→ What you will do
Copy the entries starting at the line containing "Target: front wheel" and ending at the end of the entries, swapping "sedan" for "coupe" and changing nothing else. Leave the pictures out.

(Excerpts from point annotation data)
-- Begin --

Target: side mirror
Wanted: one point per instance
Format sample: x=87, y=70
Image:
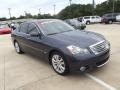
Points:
x=13, y=27
x=36, y=35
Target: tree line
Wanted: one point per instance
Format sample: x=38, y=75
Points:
x=77, y=10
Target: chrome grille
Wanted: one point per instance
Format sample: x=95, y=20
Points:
x=99, y=47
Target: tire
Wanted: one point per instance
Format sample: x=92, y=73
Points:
x=17, y=48
x=110, y=22
x=59, y=64
x=88, y=22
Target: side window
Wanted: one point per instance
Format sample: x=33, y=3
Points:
x=32, y=29
x=86, y=17
x=93, y=17
x=23, y=28
x=97, y=17
x=110, y=15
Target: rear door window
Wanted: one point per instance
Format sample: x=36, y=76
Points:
x=32, y=29
x=86, y=17
x=23, y=28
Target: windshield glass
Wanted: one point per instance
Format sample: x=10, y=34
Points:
x=55, y=27
x=3, y=26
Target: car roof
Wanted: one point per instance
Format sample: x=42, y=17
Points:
x=40, y=20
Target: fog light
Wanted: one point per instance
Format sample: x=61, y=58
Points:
x=83, y=69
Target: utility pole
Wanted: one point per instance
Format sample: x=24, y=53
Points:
x=94, y=6
x=9, y=9
x=70, y=2
x=113, y=6
x=54, y=8
x=70, y=8
x=39, y=10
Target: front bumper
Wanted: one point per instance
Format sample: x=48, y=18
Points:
x=89, y=61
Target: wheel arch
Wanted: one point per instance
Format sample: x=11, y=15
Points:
x=50, y=53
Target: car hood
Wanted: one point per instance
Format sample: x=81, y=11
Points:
x=82, y=39
x=5, y=29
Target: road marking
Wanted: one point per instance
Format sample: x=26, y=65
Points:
x=100, y=82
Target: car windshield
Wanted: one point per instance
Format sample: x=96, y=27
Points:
x=3, y=26
x=55, y=27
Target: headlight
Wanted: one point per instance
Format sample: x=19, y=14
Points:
x=77, y=50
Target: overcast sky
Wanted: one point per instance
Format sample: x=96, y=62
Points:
x=32, y=6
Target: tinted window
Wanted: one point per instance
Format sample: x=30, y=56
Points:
x=92, y=17
x=86, y=17
x=97, y=17
x=32, y=29
x=55, y=26
x=110, y=15
x=24, y=27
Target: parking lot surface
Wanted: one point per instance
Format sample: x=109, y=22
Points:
x=27, y=72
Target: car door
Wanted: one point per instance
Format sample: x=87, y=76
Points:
x=93, y=19
x=98, y=19
x=21, y=36
x=34, y=41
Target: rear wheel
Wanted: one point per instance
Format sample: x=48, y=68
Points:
x=59, y=64
x=110, y=22
x=17, y=47
x=88, y=22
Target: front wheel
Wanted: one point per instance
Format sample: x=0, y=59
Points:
x=59, y=64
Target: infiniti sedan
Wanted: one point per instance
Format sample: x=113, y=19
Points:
x=65, y=48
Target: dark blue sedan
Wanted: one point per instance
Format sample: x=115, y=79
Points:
x=65, y=48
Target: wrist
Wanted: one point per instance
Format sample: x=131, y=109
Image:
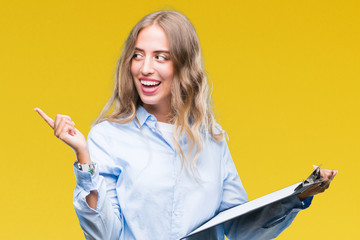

-- End --

→ Task answer
Target: front wheel
Wanted: one point per instance
Format sample: x=0, y=59
Points:
x=59, y=64
Target: infiniti coupe
Wanted: one point per instance
Format sample: x=113, y=19
Points:
x=65, y=48
Target: dark blue coupe
Wanted: one point per instance
Format sample: x=115, y=79
Points:
x=65, y=48
Target: wrist
Wanted: one point per instance
Format sample: x=131, y=109
Image:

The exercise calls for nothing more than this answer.